● BRIEF
Turn all the records below into a numbered list, leaving out any blank lines.
** start **
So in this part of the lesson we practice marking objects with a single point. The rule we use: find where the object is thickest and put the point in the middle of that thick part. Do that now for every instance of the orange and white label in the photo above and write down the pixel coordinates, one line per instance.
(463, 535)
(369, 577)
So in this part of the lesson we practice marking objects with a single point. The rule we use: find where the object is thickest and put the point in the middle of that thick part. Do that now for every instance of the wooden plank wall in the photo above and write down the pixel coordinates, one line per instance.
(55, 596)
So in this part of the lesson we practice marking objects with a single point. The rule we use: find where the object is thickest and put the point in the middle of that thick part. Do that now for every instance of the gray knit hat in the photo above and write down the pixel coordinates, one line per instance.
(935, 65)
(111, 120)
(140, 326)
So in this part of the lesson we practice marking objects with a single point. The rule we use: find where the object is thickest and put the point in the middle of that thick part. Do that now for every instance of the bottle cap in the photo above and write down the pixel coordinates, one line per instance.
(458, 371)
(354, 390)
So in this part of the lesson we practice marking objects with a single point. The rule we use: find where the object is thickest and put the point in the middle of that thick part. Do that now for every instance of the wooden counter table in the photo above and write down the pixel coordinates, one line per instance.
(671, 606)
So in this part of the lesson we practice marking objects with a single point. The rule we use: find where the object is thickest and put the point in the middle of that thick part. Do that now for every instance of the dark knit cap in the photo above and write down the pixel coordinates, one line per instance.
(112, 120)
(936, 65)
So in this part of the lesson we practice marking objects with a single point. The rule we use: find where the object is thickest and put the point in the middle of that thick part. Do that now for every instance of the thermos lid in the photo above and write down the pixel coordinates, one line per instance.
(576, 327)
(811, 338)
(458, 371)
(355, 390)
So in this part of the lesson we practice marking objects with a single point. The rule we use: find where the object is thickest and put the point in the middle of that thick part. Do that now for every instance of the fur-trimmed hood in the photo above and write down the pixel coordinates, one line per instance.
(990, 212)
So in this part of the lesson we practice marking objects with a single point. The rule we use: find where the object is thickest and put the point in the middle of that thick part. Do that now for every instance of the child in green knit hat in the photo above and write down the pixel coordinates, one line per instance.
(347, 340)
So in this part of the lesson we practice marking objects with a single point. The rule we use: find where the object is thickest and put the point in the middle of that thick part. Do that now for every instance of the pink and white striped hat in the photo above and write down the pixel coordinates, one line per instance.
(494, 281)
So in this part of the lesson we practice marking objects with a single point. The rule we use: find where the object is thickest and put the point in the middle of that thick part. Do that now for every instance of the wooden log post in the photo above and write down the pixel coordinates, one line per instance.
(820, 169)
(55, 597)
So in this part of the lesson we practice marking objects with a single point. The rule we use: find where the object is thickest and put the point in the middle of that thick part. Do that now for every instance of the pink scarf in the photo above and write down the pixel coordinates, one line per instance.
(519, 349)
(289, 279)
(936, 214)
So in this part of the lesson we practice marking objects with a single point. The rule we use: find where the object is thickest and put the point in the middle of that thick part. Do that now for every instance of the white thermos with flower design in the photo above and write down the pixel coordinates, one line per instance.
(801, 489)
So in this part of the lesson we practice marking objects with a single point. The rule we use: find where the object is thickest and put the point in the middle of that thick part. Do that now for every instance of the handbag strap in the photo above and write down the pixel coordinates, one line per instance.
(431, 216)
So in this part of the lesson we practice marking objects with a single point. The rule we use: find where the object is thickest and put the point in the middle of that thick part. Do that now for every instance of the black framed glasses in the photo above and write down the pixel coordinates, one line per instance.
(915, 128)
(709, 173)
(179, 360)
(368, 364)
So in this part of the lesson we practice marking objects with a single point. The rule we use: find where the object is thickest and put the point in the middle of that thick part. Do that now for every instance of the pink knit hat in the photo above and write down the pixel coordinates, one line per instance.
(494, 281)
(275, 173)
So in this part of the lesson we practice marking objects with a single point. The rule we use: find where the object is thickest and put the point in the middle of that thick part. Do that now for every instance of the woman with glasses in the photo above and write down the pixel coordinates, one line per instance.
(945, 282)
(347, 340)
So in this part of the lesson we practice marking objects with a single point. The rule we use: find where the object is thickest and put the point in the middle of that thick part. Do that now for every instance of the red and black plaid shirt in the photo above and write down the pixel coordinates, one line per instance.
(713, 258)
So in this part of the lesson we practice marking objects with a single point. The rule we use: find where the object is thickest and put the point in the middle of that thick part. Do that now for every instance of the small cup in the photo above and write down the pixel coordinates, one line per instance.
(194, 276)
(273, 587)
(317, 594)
** end **
● SOLUTION
1. So in this part of the lesson we practice marking objects with a single point. The rule we use: find where the object is thickest and put the point in the middle of that thick part. Do that now for every instance of the orange and white label in the photo above and write down the pixel coordinates, one line per instance.
2. (463, 535)
3. (369, 577)
4. So in this part of the lesson we practice marking objects with a single point. The rule we use: find where the object is thickest and put the point in the middle of that thick part. Do that now for every instance of the wooden plank wall in the photo above and write down the pixel coordinates, one line per instance.
5. (55, 596)
6. So in this part of the lesson we practice marking objects with a single point. The rule we use: find where the object is thickest and put the point in the middle of that thick part. Do that now for every instance of the gray knit hat in the photo above and write down the pixel coordinates, one line per instance.
7. (935, 65)
8. (111, 120)
9. (140, 326)
10. So in this part of the lesson we practice marking objects with a single point. The rule we use: find where the object is thickest and put the point in the middle of that thick part. Do that now for every instance of the bottle cap in the photo above and write down the pixel coordinates, one line per instance.
11. (458, 371)
12. (354, 390)
13. So in this part of the lesson we practice marking objects with a single point. The rule we use: find where the object is thickest and put the point in the middle of that thick part. Do that now for every instance of the wooden counter table in the photo above and write down the pixel coordinates, one line per instance.
14. (671, 606)
15. So in this part of the lesson we practice marking objects with a single point. The rule we use: find where the object is thickest and put the point in the middle of that thick part. Do that now for every instance of the dark knit cap in the photo above and write down the pixel coordinates, one line per instance.
16. (112, 120)
17. (936, 65)
18. So in this part of the lesson we practice marking objects with a single point. The rule we use: find where the object is thickest and put the point in the middle of that thick part. Do that now for every instance of the thermos lid in the photo above and write down the pixel coordinates, one line per instance.
19. (576, 327)
20. (811, 338)
21. (458, 371)
22. (355, 390)
23. So in this part of the lesson we practice marking objects with a single point. The rule we use: find where the object is thickest and put the point in the middle of that thick part. Do that now for every instance of the fur-trimmed hood in the photo above and write down the pixel coordinates, one line per instance.
24. (990, 212)
25. So in this part of the lesson we practice marking objects with a single point. The rule we use: find where the object is thickest and put the point in the middle of that thick part. Do that now for every instance of the child in green knit hat in the photo above and write down the pixel coordinates, one line per instance.
26. (347, 340)
27. So in this part of the lesson we practice marking objects with a single point. The rule we use: find where the object is thickest and put the point in the middle of that thick part. Do that now for every instance of the pink and white striped hat in the photo above and write down the pixel coordinates, one line per instance.
28. (494, 281)
29. So in this part of the lesson we practice marking objects with a single point. The rule we use: find where the object is thickest and put the point in the middle of that thick part. Do that now for every instance of the wooden log post in the photo above and write down the pixel coordinates, one line per instance.
30. (820, 169)
31. (55, 597)
32. So in this part of the lesson we practice marking objects with a single point. The rule we use: find where the object is thickest and put the point in the middle of that thick part. Do that now for every instance of the pink scarf in the photo above and write down the pixel coordinates, one line per instance.
33. (519, 349)
34. (289, 279)
35. (936, 214)
36. So in this part of the lesson we practice marking objects with a single point. The rule we use: find where the object is thickest and put the point in the middle of that thick part. Do that now for every instance of the white thermos with flower design in the photo above and write down the pixel coordinates, one line per instance.
37. (801, 489)
38. So in this part of the lesson we practice marking objects with a single point. The rule we use: find where the object is thickest and put the point in the middle of that thick part. Do that now for every instance of the handbag strap in the photo above and write down the pixel coordinates, one line per instance.
39. (431, 216)
40. So in this part of the lesson we practice marking objects with a single point. The rule we use: find where the object is thickest and put the point in the middle of that thick part. Do that now for every instance of the black framed glasses in the photo above and write down the pixel coordinates, one line per instance.
41. (915, 128)
42. (709, 173)
43. (179, 360)
44. (368, 364)
45. So in this part of the lesson we practice marking objects with a single point. The rule we use: find where the object is thickest and put the point in the middle of that thick part. Do that now for every instance of the pink knit hat in the photo above and write down the pixel coordinates, one line per instance.
46. (494, 281)
47. (275, 173)
48. So in this part of the lesson we practice marking objects with a single point. The rule we use: find where the object is thickest and put the point in the middle of that thick part. Do that now for every instance of the woman with glasses in the photo above and write down the pixel coordinates, one line per instance.
49. (945, 282)
50. (347, 340)
51. So in this part of the lesson we practice marking objects with a single point. The rule we use: find where the object is thickest and put the point in the middle of that thick part. Do that now for every instance of the red and black plaid shirt in the photo above and write down the pixel coordinates, one line per instance.
52. (713, 258)
53. So in this part of the lesson we practice marking objects with a single point. The rule we use: find where the object is thickest and put the point in the middle of that thick part. Do that now for every instance of the small cup in the photo above and write down the pixel coordinates, one line per instance.
54. (194, 276)
55. (273, 587)
56. (317, 594)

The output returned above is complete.